_Source records_.
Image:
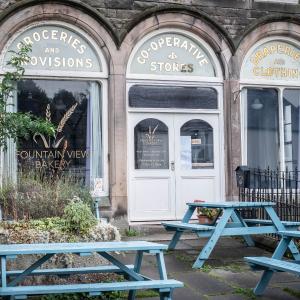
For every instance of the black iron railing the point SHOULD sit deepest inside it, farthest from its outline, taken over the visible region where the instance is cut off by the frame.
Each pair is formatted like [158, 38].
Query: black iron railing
[281, 187]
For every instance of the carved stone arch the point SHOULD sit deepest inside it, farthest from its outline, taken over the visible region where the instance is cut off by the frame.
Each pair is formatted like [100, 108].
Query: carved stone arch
[214, 37]
[69, 12]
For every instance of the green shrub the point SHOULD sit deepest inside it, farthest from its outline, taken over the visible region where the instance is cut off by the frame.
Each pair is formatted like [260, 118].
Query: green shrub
[78, 217]
[34, 197]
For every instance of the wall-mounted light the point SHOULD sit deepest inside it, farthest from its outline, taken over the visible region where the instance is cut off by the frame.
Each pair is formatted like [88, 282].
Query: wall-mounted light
[256, 104]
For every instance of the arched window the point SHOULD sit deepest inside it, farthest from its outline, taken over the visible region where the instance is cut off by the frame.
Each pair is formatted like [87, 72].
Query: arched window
[64, 82]
[270, 78]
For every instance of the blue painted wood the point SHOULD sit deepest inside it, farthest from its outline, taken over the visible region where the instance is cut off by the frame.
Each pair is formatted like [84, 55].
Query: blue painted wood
[90, 287]
[28, 271]
[114, 261]
[209, 246]
[280, 227]
[230, 204]
[187, 216]
[263, 283]
[281, 247]
[237, 218]
[248, 230]
[3, 271]
[275, 264]
[161, 266]
[70, 271]
[137, 269]
[268, 222]
[294, 234]
[56, 248]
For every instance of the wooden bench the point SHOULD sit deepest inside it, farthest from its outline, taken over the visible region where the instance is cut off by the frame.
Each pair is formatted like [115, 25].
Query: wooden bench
[275, 263]
[181, 226]
[290, 225]
[133, 279]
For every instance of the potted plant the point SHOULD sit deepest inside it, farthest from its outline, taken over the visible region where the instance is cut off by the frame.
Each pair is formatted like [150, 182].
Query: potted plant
[206, 215]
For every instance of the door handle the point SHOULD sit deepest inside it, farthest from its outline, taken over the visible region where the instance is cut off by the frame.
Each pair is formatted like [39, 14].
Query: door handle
[173, 165]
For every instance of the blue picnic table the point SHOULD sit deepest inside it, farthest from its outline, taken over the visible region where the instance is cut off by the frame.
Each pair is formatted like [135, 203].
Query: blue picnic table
[276, 263]
[229, 223]
[134, 279]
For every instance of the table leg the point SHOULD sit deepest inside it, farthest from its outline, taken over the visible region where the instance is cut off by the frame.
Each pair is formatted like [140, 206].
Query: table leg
[263, 283]
[267, 274]
[178, 233]
[236, 217]
[3, 271]
[278, 224]
[137, 269]
[209, 246]
[163, 294]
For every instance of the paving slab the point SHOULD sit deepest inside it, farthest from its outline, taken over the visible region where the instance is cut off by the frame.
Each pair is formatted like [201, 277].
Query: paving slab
[203, 283]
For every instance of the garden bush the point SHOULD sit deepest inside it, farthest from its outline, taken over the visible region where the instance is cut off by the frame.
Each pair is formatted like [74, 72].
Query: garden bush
[35, 197]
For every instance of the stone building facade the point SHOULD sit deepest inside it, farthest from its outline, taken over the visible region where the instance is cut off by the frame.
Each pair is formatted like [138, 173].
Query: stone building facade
[196, 82]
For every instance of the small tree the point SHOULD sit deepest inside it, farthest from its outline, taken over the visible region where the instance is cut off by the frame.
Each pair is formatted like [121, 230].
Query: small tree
[15, 125]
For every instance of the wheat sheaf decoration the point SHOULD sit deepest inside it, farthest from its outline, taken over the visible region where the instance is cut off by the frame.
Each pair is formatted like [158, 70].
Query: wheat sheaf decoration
[66, 117]
[48, 113]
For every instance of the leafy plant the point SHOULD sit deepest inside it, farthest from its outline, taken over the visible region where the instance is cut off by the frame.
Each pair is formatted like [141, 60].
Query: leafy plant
[15, 124]
[131, 232]
[35, 197]
[78, 217]
[210, 213]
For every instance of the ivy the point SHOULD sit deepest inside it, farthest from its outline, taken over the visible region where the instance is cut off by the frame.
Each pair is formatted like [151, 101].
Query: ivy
[14, 125]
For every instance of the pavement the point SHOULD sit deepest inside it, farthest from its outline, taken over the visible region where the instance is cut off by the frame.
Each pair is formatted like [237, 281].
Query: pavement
[225, 276]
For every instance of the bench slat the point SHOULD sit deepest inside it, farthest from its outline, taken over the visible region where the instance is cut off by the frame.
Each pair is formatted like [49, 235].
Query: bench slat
[188, 226]
[295, 234]
[268, 222]
[275, 264]
[17, 249]
[70, 271]
[93, 287]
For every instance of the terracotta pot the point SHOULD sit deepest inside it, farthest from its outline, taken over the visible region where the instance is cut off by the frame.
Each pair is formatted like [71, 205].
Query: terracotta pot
[204, 220]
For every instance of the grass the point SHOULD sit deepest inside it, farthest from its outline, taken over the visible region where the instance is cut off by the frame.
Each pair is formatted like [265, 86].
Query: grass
[206, 268]
[107, 295]
[244, 292]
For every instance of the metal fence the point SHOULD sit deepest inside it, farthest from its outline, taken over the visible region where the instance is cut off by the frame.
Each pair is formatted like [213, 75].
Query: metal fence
[281, 187]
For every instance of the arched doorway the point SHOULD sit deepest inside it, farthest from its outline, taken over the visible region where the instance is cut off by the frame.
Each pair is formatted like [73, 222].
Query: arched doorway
[175, 125]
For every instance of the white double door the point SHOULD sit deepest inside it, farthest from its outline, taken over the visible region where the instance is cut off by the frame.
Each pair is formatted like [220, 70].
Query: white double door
[174, 158]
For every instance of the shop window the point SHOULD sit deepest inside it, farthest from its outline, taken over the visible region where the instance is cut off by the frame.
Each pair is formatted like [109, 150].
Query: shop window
[272, 128]
[151, 145]
[262, 128]
[75, 109]
[197, 149]
[291, 119]
[150, 96]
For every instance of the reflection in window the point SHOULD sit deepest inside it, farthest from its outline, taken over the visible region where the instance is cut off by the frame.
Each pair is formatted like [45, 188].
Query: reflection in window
[151, 96]
[262, 128]
[291, 113]
[75, 108]
[197, 149]
[151, 145]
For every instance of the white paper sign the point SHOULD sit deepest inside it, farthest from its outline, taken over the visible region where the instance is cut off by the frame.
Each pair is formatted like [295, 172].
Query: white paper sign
[98, 187]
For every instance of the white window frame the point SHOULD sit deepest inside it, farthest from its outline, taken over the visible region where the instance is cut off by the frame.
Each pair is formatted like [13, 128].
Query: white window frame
[279, 85]
[243, 114]
[99, 77]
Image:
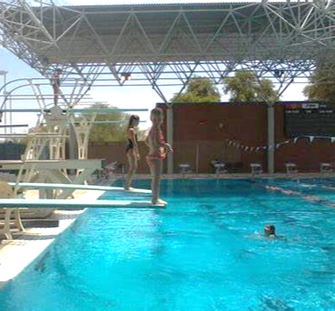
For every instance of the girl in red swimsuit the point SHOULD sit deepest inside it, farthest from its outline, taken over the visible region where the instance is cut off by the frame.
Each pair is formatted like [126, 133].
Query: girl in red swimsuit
[132, 152]
[56, 84]
[158, 149]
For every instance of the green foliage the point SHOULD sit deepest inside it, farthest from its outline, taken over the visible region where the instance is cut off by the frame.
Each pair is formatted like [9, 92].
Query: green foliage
[245, 87]
[198, 90]
[322, 84]
[104, 133]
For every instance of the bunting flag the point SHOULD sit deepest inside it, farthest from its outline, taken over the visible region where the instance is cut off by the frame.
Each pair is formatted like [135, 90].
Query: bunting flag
[245, 148]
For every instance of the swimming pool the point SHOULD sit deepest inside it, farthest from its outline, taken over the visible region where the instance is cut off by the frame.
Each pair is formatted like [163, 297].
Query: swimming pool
[205, 251]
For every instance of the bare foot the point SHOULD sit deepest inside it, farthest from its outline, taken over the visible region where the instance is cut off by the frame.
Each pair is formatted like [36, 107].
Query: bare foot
[159, 202]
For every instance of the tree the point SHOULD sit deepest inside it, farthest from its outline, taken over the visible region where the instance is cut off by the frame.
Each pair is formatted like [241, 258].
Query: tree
[102, 133]
[322, 84]
[245, 87]
[199, 89]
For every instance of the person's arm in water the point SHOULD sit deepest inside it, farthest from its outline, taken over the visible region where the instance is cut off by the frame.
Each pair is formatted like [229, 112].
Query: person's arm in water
[132, 137]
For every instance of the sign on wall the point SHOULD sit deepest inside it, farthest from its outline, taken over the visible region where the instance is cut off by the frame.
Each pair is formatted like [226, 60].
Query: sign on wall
[316, 119]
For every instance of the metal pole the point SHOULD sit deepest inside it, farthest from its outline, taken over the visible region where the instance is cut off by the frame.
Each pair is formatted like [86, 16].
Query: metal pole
[169, 125]
[271, 138]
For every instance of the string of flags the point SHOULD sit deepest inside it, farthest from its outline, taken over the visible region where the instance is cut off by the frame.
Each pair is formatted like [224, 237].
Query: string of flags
[246, 148]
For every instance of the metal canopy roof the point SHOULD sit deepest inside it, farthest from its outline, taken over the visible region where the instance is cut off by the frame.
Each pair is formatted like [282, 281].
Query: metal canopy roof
[163, 44]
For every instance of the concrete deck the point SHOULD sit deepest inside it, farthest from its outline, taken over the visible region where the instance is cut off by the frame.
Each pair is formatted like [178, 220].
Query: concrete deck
[26, 246]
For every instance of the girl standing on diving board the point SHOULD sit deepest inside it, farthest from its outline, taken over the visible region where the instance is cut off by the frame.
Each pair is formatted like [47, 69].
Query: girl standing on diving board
[132, 152]
[157, 153]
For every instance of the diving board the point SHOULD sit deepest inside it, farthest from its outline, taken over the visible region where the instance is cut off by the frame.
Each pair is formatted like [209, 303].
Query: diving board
[75, 204]
[26, 185]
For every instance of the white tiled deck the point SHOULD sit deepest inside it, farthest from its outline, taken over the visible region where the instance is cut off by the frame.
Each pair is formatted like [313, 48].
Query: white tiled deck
[18, 253]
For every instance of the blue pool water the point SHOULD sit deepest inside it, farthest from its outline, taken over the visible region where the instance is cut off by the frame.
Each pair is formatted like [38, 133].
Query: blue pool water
[205, 251]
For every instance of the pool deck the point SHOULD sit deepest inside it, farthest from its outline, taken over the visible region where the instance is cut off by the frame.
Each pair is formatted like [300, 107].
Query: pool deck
[26, 246]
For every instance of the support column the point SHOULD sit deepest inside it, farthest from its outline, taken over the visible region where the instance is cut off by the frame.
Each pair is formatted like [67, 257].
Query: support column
[271, 138]
[169, 136]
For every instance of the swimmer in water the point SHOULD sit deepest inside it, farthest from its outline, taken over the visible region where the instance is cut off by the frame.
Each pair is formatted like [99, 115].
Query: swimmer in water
[270, 231]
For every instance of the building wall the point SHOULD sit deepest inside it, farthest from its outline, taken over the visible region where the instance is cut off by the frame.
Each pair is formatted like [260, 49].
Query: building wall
[212, 127]
[245, 125]
[203, 133]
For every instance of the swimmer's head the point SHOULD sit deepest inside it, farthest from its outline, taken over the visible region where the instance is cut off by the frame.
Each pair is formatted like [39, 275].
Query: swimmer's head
[156, 116]
[134, 120]
[269, 230]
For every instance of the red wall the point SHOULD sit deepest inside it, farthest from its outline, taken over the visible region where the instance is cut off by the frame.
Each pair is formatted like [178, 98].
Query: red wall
[247, 125]
[207, 129]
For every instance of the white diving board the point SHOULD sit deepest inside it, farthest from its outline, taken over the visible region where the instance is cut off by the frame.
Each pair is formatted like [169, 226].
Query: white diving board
[77, 187]
[75, 204]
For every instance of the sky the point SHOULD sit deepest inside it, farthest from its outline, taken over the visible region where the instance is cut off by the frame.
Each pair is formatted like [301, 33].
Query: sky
[123, 97]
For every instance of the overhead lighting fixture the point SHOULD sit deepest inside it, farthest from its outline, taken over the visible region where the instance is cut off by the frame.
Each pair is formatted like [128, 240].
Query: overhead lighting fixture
[125, 76]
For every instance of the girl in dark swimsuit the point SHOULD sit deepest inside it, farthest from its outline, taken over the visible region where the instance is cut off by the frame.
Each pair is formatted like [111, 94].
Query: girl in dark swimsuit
[132, 152]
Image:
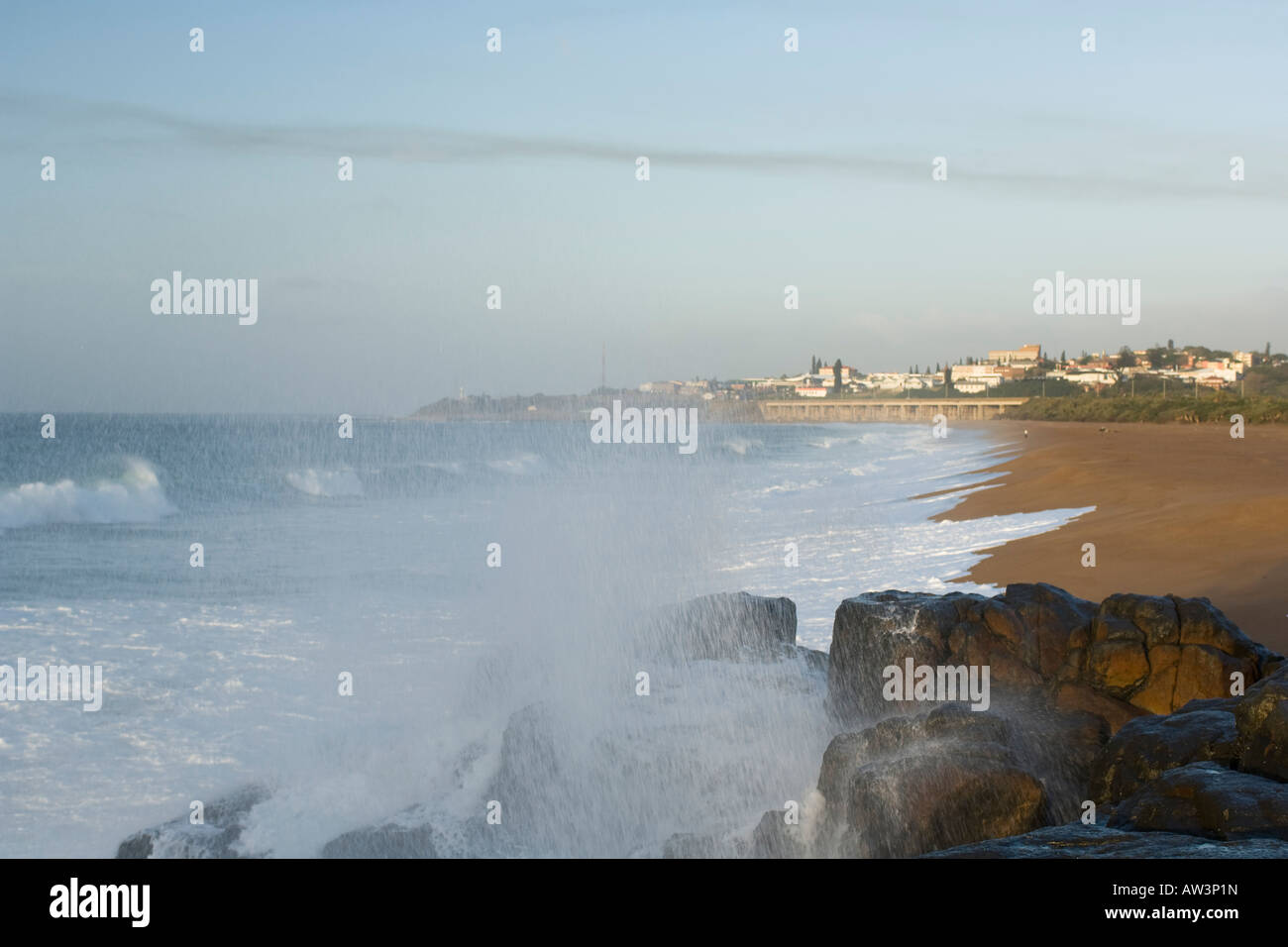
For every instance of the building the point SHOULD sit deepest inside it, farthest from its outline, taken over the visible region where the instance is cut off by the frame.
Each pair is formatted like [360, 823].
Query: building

_Work to do_.
Retype only the lines above from the one with "For every instance of the swimmer's" through the last, both ends included, keeping every picture out of the copy.

_Final answer_.
For every instance of the swimmer's head the point SHOULD sit deepest inside it, farthest from its outline, taken over the visible region where the instance is cut off by the frame.
Each pair is formatted like [39, 275].
Query: swimmer's head
[156, 116]
[134, 120]
[269, 230]
For every instance of the red wall the point SHOULD sit deepest inside it, farthest from its outline, taken over the visible region where the instance is cut off by the frame.
Each pair is formatted like [178, 98].
Query: red wall
[247, 125]
[207, 129]
For every instance of the white diving board the point SHOULD sit deepest inside it, farthest from its outline, taken over the visible region where the instance is cut off by the frame.
Each pair is formatted like [169, 226].
Query: white diving board
[77, 187]
[75, 204]
For every instance of the sky the point SHOULD sit deepest inside it, farthest from its outline, taken over the visible region where the instance is cut off by the frame.
Each pair is formatted like [301, 33].
Query: sky
[123, 97]
For every instance of the overhead lighting fixture the point SHOULD sit deepest inside it, farthest from its outline, taken over the visible region where the instance is cut off by the frame.
Each pair is formatted like [128, 240].
Query: overhead lighting fixture
[125, 76]
For every instance of the girl in dark swimsuit the point SHOULD sit deepest inside it, farthest from its outline, taken over the visible region where the instance is cut off by the frame.
Each pair is formatted like [111, 94].
Query: girl in dark swimsuit
[132, 152]
Image:
For every instance of the building the point SHOULD sit deepest inside it, farthest from its outline, taken over the visible region where the instance is cut off by the frame.
Each pair is formatted like [360, 823].
Query: building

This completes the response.